> CONSIGNE 1
Répondez d'après l'extrait sur Kâlidâsa :
(a) Dans quelle ville le poète paraît-il avoir écrit ?
(b) À quelle déesse était-il dévoué ?
(c) Selon plusieurs traditions, qui l'a tué ?
> CONSIGNE 2
Dans l'extrait sur Kâlidâsa, relevez tous les personnages ou groupes qui interviennent dans la vie du poète, sans compter le poète lui-même.

De ces poètes même, nous savons bien peu de chose. C’est à Oudjayinî, dans l’ouest de l’Inde centrale, que Kâlidâsa paraît avoir écrit. La ville semble, de son temps, avoir été un foyer de science et de poésie. Quelques anecdotes le font vivre dans un cercle facile et raffiné de courtisanes et de beaux esprits. Ce n’est là qu’une hypothèse suggérée par le ton qui règne dans quelques-uns de ses ouvrages. Son nom même a inspiré d’autres contes. Élevé grossièrement par des bouviers, malgré son origine brahmanique, il aurait, par la vengeance d’un prétendant dédaigné, obtenu la main d’une princesse, sous couleur d’être un lettré incomparable. Sa dévotion à la déesse Kâli le tira d’une situation si fausse et lui valut tous les dons de l’esprit et de l’éloquence. Sa femme lui avait conseillé ce recours. Sa reconnaissance le perdit. Il ne voulut plus la traiter qu’avec le respect dû à un maître, à une mère. Elle prit mal cet excès d’honneur et le voua à mourir de la main d’une femme. Le fait est que plusieurs traditions s’accordent à lui assigner une fin tragique et singulière. Le roi avait composé une moitié de stance, invitant qui pourrait à la compléter. Kâlidâsa y réussit en un moment. Ce que voyant, la maîtresse du poète le tua pour s’approprier l’honneur et le profit du succès.

> EXTRAITS DE DONNÉES
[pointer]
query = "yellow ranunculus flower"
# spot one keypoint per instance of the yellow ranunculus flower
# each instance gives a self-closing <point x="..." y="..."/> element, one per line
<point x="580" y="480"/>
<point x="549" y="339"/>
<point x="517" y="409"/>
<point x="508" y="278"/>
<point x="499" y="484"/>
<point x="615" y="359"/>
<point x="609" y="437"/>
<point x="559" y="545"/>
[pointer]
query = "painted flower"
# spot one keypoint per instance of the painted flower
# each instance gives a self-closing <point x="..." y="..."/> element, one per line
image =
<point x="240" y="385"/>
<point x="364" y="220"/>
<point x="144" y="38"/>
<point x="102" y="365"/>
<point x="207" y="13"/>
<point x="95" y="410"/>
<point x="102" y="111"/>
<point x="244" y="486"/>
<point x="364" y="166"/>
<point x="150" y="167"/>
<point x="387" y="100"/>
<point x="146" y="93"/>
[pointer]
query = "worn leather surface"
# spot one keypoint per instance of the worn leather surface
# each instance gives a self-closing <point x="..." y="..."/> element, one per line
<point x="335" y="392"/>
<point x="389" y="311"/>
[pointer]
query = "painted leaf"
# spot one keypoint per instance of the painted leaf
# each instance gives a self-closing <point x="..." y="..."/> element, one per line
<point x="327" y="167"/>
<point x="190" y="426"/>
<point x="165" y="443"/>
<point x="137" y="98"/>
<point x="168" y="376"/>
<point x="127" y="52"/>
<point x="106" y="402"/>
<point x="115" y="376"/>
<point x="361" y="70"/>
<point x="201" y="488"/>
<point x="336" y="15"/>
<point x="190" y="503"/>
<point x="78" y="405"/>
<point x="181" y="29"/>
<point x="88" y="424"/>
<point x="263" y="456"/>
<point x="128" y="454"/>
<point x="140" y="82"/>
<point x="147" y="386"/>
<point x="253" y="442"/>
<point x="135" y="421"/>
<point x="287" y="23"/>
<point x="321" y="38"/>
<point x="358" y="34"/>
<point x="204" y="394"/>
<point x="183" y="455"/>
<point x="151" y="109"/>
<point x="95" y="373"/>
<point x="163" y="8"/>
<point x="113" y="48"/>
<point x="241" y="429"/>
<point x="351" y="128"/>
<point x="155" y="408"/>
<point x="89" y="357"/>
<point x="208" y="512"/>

> RÉPONSE RÉDIGÉE 1
(a) À Oudjayinî, dans l'ouest de l'Inde centrale.
(b) À la déesse Kâli.
(c) Sa maîtresse, qui voulait s'approprier l'honneur et le profit de son succès.

> RÉPONSE RÉDIGÉE 2
- les courtisanes et les beaux esprits de son cercle
- les bouviers qui l'ont élevé
- le prétendant dédaigné
- la princesse, devenue sa femme
- la déesse Kâli
- le roi
- la maîtresse du poète